**Short task**
Go through the data below and copy it exactly, skipping every picture.

**Information provided**
:::
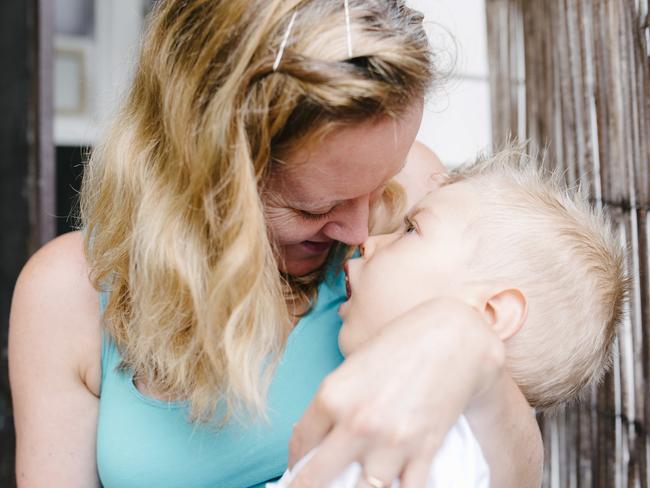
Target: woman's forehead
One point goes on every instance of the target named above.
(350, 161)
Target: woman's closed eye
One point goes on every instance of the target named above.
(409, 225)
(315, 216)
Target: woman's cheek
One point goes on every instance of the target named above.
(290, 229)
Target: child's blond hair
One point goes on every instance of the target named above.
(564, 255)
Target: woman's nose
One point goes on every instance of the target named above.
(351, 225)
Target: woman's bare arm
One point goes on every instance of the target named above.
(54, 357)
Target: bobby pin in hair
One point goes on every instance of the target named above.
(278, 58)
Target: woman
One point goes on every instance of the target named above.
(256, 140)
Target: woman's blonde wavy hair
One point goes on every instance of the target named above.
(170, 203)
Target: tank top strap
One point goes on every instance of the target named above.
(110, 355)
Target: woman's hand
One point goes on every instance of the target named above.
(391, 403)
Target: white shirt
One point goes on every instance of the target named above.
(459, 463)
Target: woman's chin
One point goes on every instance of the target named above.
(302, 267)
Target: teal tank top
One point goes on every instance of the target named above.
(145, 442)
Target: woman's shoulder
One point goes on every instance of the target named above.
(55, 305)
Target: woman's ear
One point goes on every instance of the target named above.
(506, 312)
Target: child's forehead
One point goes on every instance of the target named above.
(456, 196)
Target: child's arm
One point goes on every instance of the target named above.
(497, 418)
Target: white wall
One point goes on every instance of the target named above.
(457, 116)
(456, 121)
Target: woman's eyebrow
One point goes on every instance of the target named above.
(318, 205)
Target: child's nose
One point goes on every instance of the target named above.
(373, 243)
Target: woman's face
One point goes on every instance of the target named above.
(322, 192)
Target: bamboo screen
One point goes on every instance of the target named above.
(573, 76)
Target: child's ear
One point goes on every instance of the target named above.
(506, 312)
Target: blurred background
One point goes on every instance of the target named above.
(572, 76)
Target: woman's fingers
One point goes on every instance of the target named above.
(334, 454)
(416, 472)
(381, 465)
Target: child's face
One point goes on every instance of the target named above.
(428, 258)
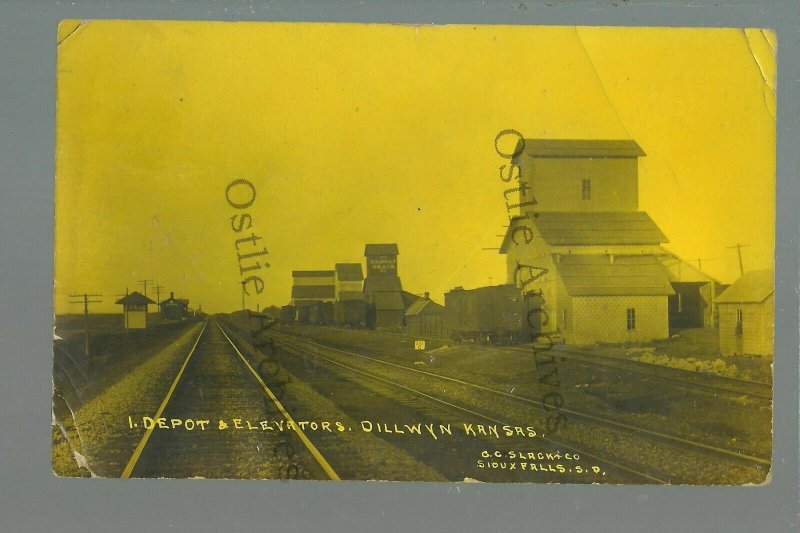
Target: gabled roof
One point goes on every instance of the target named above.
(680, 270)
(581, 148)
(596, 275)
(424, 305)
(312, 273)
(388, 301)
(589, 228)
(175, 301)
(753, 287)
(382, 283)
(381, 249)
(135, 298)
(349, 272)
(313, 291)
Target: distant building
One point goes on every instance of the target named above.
:::
**Output of the task**
Target: woman's forehead
One point goes on every instance of the target named above.
(350, 161)
Target: woman's closed eye
One point goes on every instance of the target named above.
(409, 225)
(315, 216)
Target: woman's cheek
One point goes on every instance of the target named above.
(290, 229)
Target: child's blond hair
One point goes on every instance of the target named above.
(564, 255)
Target: woman's nose
One point goes on every instance of the target named above.
(351, 225)
Target: woman's bare arm
One point goes on every instance of the target named above.
(54, 357)
Target: bobby pin in hair
One point goes on every instance of the target named above.
(278, 58)
Target: woman
One point goes on every instance of the target named above.
(256, 140)
Target: woman's blonde wavy hair
One point goes on every instance of the target named above.
(170, 203)
Target: tank top strap
One point goes on every instance of the target named above.
(110, 355)
Target: woman's hand
One point goes on every instance of the target named above.
(391, 403)
Target: white shirt
One point goes on every instance of the target named above.
(459, 463)
Target: woman's chin
One point goes on every instance of the target named above.
(302, 267)
Target: teal tank top
One point goes on every instance of the target named above.
(145, 442)
Target: woman's shoulder
One point goes on every instance of the target named above.
(55, 305)
Target: woman's ear
One point goes on every instance of the target named above.
(506, 312)
Target: child's forehead
One point goes on every instance of the target named above.
(456, 196)
Target: child's arm
One point goes on every instance of the target named above.
(497, 418)
Target: white wall
One point goes on every instance of the target named above.
(457, 116)
(456, 121)
Target: woman's eyebrow
One point goes on every instance of the target named above.
(318, 205)
Target: child's nose
One point goes on every instance of the target named above.
(373, 243)
Target: woman's face
One point goes on every instance of the target named above.
(322, 192)
Target: bamboo screen
One point goes on every instance of the target named above.
(573, 76)
Target: child's ear
One point goes on every instance of the target named above.
(506, 312)
Target: blurred background
One point goes on every instance of the target named above.
(572, 76)
Target: woman's fingers
One point goes on every instance of the target named above.
(334, 454)
(416, 472)
(381, 465)
Target: child's face
One point goes on every instance of the target named above.
(428, 258)
Target: gabled roof
One point goes on every instance of the target named above.
(680, 270)
(581, 148)
(596, 275)
(424, 305)
(312, 273)
(388, 301)
(589, 228)
(175, 301)
(753, 287)
(382, 283)
(381, 249)
(135, 298)
(349, 272)
(313, 291)
Target: distant building
One point goes on every instance of the target named above.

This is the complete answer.